WORK INSTRUCTION. After locating "point: bat handle" in the listing below, copy that line and each one after it exactly, ending with the line that has "Target: hooded sweatshirt".

INFORMATION: Begin

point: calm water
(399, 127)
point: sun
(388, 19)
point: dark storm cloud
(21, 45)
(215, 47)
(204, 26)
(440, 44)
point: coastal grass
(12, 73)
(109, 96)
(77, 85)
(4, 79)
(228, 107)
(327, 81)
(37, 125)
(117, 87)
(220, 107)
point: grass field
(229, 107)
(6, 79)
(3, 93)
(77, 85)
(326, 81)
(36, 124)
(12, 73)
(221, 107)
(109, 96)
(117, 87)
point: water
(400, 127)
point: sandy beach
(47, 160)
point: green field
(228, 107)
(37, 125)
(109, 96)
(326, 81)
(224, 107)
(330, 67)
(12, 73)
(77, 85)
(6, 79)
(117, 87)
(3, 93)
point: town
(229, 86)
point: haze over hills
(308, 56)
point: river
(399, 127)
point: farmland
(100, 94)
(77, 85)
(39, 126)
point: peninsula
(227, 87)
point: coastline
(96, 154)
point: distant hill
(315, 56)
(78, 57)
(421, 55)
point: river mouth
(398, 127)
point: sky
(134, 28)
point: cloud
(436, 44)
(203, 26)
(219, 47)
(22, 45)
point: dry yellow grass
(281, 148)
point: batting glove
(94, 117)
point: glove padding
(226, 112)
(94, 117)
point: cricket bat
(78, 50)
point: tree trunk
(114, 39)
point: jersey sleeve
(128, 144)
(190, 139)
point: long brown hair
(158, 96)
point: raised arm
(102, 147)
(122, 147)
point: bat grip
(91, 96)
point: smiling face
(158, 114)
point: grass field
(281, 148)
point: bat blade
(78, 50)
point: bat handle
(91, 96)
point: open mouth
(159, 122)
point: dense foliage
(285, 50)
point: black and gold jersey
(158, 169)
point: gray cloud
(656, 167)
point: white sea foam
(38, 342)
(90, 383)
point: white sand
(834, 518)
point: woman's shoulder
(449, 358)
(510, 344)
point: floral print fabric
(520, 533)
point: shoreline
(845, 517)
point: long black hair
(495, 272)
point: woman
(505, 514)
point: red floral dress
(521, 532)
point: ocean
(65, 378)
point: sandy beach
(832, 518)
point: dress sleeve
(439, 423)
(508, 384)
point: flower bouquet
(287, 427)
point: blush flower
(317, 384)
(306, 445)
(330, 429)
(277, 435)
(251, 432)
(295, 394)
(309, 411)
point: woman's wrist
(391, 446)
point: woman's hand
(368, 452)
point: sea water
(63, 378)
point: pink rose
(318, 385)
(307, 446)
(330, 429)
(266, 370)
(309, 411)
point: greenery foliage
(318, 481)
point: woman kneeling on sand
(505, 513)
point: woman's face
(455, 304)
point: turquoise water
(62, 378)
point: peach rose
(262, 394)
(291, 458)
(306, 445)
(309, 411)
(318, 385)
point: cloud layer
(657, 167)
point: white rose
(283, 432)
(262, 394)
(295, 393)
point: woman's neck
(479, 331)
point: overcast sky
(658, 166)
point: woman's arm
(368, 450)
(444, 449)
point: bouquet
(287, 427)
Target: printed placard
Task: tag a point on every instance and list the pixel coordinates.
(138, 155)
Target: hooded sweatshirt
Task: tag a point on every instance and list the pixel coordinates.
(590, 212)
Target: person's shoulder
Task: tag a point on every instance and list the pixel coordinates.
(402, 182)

INFORMATION: End

TASK RESULT.
point: bat handle
(91, 96)
point: open mouth
(159, 122)
point: dense foliage
(285, 50)
point: black and gold jersey
(158, 169)
point: gray cloud
(656, 167)
point: white sea foam
(38, 342)
(90, 383)
point: white sand
(834, 518)
point: woman's shoulder
(449, 358)
(510, 344)
point: floral print fabric
(520, 533)
point: shoreline
(845, 517)
point: long black hair
(495, 272)
point: woman
(505, 514)
point: red floral dress
(521, 532)
point: ocean
(65, 378)
point: sandy beach
(832, 518)
point: dress sleeve
(439, 423)
(508, 384)
point: flower bouquet
(287, 427)
point: blush flower
(317, 384)
(306, 445)
(330, 429)
(277, 435)
(251, 432)
(295, 394)
(309, 411)
point: woman's wrist
(391, 446)
point: woman's hand
(368, 452)
point: sea water
(63, 378)
point: pink rose
(318, 385)
(307, 446)
(330, 429)
(266, 370)
(309, 411)
point: greenery foliage
(318, 481)
point: woman kneeling on sand
(505, 513)
point: woman's face
(455, 304)
point: turquoise water
(62, 378)
point: peach rose
(262, 394)
(291, 458)
(306, 445)
(309, 411)
(318, 385)
point: cloud layer
(657, 167)
point: white rose
(283, 432)
(262, 394)
(295, 393)
point: woman's neck
(479, 331)
point: overcast sky
(658, 166)
point: woman's arm
(368, 450)
(444, 449)
point: bouquet
(287, 427)
Target: printed placard
Task: tag a point on every instance and list the pixel coordinates.
(138, 155)
Target: hooded sweatshirt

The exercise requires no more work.